(READING TEXT begins)

Site icon Flopping Aces

Don’t Call My Bluff?

The president told Eric Cantor “Don’t Call My Bluff”. Well, why wouldn’t you call someone’s bluff; especially, after they just told you they were bluffing.

The president has once again made a mockery of the IQ that is supposed to be off the charts, during the negotiations over raising the $14.3 trillion debt limit. His tough guy line that sounds more like a Pee Wee Herman character than Gary Cooper; he was obviously off teleprompter.

The perviously unknown term “off teleprompter” has become that legendary period of time, when the real wit and wisdom of Obama shines through.

The president ended the meeting with a dramatic flair, after delivering his impotent one liner, he walked out of the meeting. Republicans weren’t sure whether it was dysentery or Michelle had a honey do list. Some actors just can’t do improvisation.

Straight man Eric Cantor told reporters upon returning to the capitol:

“It ended with the president abruptly walking out of the meeting.”

Our Progressive Socialists tried to spin the presidential petulance to make him look like less of a spoiled child. Witless Pelosi, Democrat from San Francisco, was asked if the president ended the meeting by walking out to prevent Cantor from having the final word, replied in her typical three word response to the question:

“No. Absolutely not.”

Witless Pelosi has always felt a brief lie is superior to a long winded lie; especially, if your brain is running on fumes of brain cells long gone.

A Democratic source familiar with the negotiations said the reports of a dramatic or abrupt walk-out by Obama were overblown, but the source acknowledged that the president “said what he was going to say, he got up and walked out.”

“The climax of the meeting was the president basically saying ‘what’s happening in this room confirms what everybody across the country thinks about Washington, D.C.,’” the official said. “Which is that people are more interested in protecting their base and political positioning than solving problems.”

(READING TEXT ends)
(AVAILABLE DATA begins)

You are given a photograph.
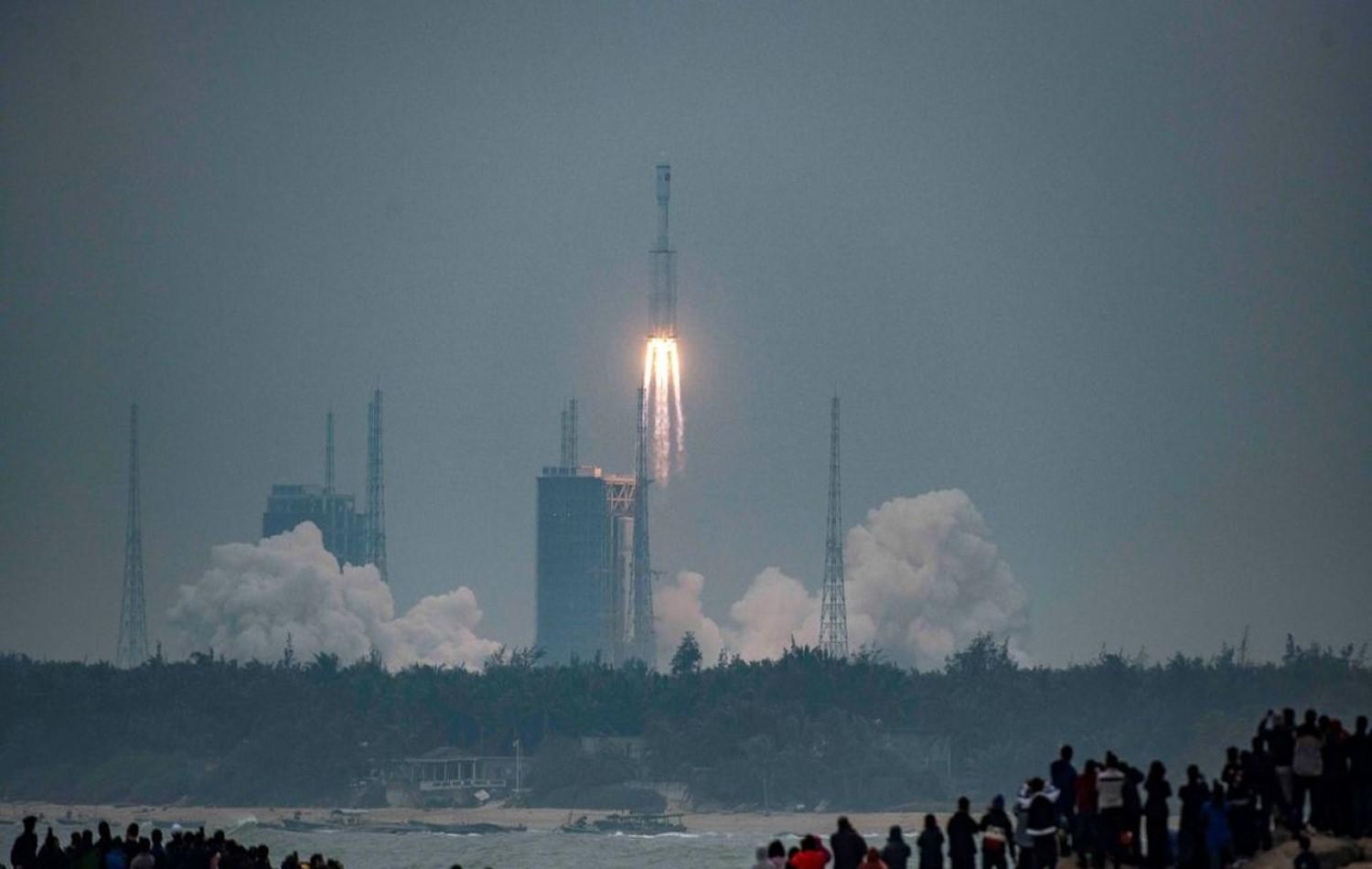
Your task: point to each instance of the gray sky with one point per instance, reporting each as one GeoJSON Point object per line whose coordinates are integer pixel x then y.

(AVAILABLE DATA ends)
(AVAILABLE DATA begins)

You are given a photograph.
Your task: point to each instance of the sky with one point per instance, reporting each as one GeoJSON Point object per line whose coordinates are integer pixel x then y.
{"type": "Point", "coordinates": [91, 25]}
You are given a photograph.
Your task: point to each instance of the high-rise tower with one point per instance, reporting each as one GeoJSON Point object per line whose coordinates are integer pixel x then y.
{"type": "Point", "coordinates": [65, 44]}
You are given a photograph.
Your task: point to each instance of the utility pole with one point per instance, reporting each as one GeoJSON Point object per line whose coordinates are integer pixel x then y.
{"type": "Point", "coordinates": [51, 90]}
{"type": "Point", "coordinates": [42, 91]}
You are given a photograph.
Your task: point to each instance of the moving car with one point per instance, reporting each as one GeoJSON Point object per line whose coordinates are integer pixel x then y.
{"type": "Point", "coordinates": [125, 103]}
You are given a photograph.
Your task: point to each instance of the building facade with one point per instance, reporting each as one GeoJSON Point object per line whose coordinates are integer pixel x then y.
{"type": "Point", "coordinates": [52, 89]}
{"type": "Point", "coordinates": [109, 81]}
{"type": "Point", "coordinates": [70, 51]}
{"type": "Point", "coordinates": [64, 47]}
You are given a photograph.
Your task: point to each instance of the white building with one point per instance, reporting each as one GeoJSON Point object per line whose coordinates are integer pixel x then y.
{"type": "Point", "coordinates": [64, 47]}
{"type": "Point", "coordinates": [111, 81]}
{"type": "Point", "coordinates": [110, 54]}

(AVAILABLE DATA ends)

- TASKS TO PERFORM -
1. Answer these three questions from the "Don't Call My Bluff?" piece.
(a) What is the dollar amount of the debt limit under negotiation?
(b) What did Eric Cantor tell reporters when he returned to the capitol?
(c) What was Pelosi's reply when asked whether the president walked out to keep Cantor from having the final word?
2. Extend the "Don't Call My Bluff?" piece on the debt-limit talks, starting after its final quoted sentence.
The rows have nothing to do with what comes next.

- RESULTS FOR EACH TASK -
1.
(a) $14.3 trillion.
(b) "It ended with the president abruptly walking out of the meeting."
(c) "No. Absolutely not."

2.
The president has been faced with not getting his way for four consecutive days of negotiation.

Eric Cantor reported the president became “agitated” when Boehner said Republicans were open to holding two votes to raise the debt ceiling before the 2012 election: President Obama rejected that plan since it could make him appear even more profligate before the elections.

In another impotent presidential demand, President Obama told congressional Republicans to decide by Friday, the approach they want to take regarding the debt limit. This is the sum total of the presidential contribution to the debt limit negotiations and Americans are left wondering why future tax increases are so critical to the health of the economy, especially those that come after the 2012 elections.

Aug. 2 is the deadline the Treasury Department has set for lifting the ceiling: the ratings agencies have warned they will downgrade the US credit rating if Congress doesn’t act. If America’s credit rating is downgraded, markets could begin to fall.

Cantor told Obama:

“We are very far apart right now. I don’t know if we can get there.”

Cantor figured the two votes on raising the debt ceiling would allow more time for negotiations on additional budget savings to avoid a catastrophic default. Unfortunately, Obama wants history to say, he did it his way.